Estivesse almejando obter grau de doutor, minha tese não poderia ser sobre a imbecilidade do criador da Mulher do Centroavante, posto que já falharia no quesito da originalidade. Também não é a primeira vez que eu falo deste sujeito por aqui. Parei de falar quando parei de ler. Hoje, porém, ao ler de passagem uma manchete do tabloide para o qual o jornalista e “escritor” David Coimbra trabalha, despertou-se a minha atenção, fazendo com que lesse a crônica do distinto “intelectual”.

O título é interessante e já deixa antever o teor do escrito: “A tal da elite branca”. E já começa entrando por cima da bola, pra usar uma expressão no clima da Copa. Diz assim: “Agora inventaram essa história de elite branca. Por favor. Uma das poucas vantagens que o Brasil realmente tem em relação a TODOS os outros países do mundo é a miscigenação. No Brasil, as etnias de fato se misturam, e o fazem com naturalidade.”

Ao dizer que “essa história de elite branca” é criação moderna, o cara que se propôs a escrever a história do mundo desconsiderou completamente a história do próprio país. Ou será que ele pensa que desde os 1500 a elite que dominou o Brasil era negra ou indígena? Ou, ainda pior, imagina o nosso insigne escriba que não há uma elite que domina o país? Pela amostra do pano, já se percebe que o cara escreve exatamente o que o patrão gosta que se escreva.

# [DADOS FORNECIDOS]

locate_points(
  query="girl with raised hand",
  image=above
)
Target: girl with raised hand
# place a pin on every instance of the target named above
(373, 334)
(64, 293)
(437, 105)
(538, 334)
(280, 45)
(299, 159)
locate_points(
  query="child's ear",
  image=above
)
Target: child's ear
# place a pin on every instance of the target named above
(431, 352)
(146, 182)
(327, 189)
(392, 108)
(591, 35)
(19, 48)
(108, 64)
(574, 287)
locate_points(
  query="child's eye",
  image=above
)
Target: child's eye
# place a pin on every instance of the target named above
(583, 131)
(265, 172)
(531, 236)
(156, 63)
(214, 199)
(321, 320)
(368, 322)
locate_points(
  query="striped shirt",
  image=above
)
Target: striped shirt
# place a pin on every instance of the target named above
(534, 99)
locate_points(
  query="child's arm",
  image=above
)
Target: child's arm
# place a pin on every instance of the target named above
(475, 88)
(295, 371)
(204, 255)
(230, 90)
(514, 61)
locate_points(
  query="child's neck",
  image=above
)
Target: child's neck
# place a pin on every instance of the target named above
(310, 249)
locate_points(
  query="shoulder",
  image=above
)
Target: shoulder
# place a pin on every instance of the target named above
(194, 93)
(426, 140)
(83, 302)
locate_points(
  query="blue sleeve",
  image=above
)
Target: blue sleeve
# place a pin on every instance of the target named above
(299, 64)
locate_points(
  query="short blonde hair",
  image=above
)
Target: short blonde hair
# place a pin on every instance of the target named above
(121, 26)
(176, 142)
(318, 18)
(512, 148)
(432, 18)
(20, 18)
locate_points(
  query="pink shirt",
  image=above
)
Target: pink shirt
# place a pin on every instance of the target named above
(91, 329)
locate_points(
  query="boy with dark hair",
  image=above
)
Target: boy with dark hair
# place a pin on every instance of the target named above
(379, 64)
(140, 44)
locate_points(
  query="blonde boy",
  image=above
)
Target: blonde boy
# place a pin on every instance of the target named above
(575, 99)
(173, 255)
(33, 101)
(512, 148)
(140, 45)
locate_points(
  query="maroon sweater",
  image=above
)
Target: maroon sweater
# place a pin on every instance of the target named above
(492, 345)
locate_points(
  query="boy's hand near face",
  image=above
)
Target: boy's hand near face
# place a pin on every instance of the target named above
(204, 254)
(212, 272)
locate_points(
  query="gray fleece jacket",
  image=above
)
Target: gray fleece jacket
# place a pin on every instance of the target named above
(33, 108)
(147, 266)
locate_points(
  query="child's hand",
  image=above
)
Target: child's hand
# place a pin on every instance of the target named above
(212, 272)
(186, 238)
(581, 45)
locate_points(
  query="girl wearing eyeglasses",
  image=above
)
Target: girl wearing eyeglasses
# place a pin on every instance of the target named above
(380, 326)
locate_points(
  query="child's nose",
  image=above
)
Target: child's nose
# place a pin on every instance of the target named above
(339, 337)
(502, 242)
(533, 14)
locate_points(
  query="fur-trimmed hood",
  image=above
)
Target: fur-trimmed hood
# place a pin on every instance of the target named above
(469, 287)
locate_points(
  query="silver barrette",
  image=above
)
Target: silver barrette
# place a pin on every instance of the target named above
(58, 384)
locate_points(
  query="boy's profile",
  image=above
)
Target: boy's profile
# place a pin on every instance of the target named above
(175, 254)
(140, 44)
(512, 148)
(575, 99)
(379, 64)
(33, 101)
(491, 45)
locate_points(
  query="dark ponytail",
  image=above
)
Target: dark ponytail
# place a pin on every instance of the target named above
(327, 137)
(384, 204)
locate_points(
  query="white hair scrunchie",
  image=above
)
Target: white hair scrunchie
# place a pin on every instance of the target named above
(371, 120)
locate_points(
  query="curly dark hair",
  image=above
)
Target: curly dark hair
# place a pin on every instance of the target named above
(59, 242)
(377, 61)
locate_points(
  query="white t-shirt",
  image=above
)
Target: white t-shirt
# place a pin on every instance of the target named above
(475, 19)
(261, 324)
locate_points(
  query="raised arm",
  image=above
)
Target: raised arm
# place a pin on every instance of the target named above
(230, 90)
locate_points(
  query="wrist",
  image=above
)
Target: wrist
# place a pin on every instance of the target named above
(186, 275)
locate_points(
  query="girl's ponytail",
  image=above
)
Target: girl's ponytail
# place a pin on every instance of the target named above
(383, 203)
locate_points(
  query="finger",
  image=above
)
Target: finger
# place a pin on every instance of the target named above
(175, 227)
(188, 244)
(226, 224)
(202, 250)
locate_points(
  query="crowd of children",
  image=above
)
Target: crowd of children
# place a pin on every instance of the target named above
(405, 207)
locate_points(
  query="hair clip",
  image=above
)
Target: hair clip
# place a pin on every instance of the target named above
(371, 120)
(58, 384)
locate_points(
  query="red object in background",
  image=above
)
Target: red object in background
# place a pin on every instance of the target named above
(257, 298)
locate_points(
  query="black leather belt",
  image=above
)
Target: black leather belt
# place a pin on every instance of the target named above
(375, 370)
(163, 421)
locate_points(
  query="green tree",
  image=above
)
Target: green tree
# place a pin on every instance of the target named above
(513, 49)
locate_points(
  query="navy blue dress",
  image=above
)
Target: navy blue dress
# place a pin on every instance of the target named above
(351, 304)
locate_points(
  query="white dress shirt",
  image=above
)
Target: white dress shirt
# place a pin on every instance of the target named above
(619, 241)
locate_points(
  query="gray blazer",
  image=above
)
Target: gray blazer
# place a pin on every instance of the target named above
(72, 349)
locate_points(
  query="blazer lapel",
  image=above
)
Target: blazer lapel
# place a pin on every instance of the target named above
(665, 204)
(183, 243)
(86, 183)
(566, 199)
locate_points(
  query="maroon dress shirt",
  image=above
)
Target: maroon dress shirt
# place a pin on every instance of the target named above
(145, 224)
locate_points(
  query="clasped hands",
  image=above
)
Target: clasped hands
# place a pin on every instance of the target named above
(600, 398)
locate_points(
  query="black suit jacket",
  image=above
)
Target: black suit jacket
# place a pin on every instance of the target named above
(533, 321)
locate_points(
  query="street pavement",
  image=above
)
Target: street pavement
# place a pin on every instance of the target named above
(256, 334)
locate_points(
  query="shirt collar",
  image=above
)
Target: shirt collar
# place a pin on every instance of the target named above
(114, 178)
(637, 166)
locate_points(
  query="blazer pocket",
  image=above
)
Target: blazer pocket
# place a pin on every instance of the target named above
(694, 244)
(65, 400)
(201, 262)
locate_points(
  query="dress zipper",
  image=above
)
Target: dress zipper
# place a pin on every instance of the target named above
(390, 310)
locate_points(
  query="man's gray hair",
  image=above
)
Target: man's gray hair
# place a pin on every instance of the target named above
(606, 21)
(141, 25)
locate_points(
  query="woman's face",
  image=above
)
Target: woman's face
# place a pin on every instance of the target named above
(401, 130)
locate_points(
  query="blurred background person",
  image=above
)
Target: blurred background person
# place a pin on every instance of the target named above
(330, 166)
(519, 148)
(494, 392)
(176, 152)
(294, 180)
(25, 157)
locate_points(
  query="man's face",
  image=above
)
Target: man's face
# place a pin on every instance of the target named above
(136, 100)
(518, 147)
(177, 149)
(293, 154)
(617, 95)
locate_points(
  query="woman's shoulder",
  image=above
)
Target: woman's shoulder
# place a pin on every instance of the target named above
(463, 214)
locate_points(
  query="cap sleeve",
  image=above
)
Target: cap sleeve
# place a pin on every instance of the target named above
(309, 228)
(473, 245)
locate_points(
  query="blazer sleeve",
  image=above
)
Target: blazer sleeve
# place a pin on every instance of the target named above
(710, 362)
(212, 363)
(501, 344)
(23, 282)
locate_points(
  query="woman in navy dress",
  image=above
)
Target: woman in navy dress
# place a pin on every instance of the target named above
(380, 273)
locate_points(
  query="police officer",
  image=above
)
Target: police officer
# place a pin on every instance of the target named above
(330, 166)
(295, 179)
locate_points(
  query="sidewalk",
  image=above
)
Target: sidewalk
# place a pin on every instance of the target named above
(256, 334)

# [TAREFAS]
**A.** Diga se cada afirmação abaixo está de acordo com o trecho, respondendo sim ou não e citando as palavras do trecho que decidem a questão: (i) A crônica comentada tem o título "A tal da elite branca". (ii) Quem escreve o trecho continua lendo com frequência os textos de David Coimbra. (iii) A crônica diz que a miscigenação é uma das poucas vantagens do Brasil em relação aos outros países.
**B.** Continue o trecho sobre a crônica de David Coimbra a partir da última frase.
Não é preciso consultar os itens.

# [RESPOSTAS]
**A.**
(i) Sim: “O título é interessante e já deixa antever o teor do escrito: “A tal da elite branca””.
(ii) Não: “Parei de falar quando parei de ler.”
(iii) Sim: “Uma das poucas vantagens que o Brasil realmente tem em relação a TODOS os outros países do mundo é a miscigenação.”

**B.**
De acordo com o que diz o David, podemos depreender que aquela velha conversa do paraíso da democracia racial é verdadeira: “No Brasil, todos, japoneses, negros, alemães, anões, cafuzos, mamelucos, índios, brancos, azuis, todos são brasileiros.” O estranho é que um certo candidato ao Senado, talvez não por acaso colega de empresa, disse há poucos dias que há muitos índios que conseguiram evoluir e hoje são trabalhadores respeitados. O seu David contradisse o seu candidato, porque para este o índio precisa deixar de ser índio para ascender socialmente, então não é bem assim essa coisa de que todos são brasileiros.

Logo em seguida, toda a genialidade do cronista aflora, quando ele diz que o verdadeiro problema do Brasil é a discriminação social. Entende-se essa declaração se vinda de alguém que não deveria ter, por obrigação profissional, o dever de saber que a esmagadora maioria de pessoas que vivem abaixo da linha da pobreza no nosso país definitivamente não é da etnia que se pode chamar de branca. E diz ele que o que falta, na verdade, é oportunidade igual para todos. Ora, seu David, o senhor mesmo já se manifestou contrariamente à adoção da política de reserva de cotas com recorte étnico-racial. Decida-se, por favor! Se não há oportunidades iguais para todos, como o senhor mesmo reconhece, algo há que ser feito, certo? E nesse caso as cotas não servem? Parece, seu David, que o senhor quer que as coisas continuem a ser como eram, antes do processo de equalização social que se verifica no Brasil nos últimos anos, que é lento mas eficaz.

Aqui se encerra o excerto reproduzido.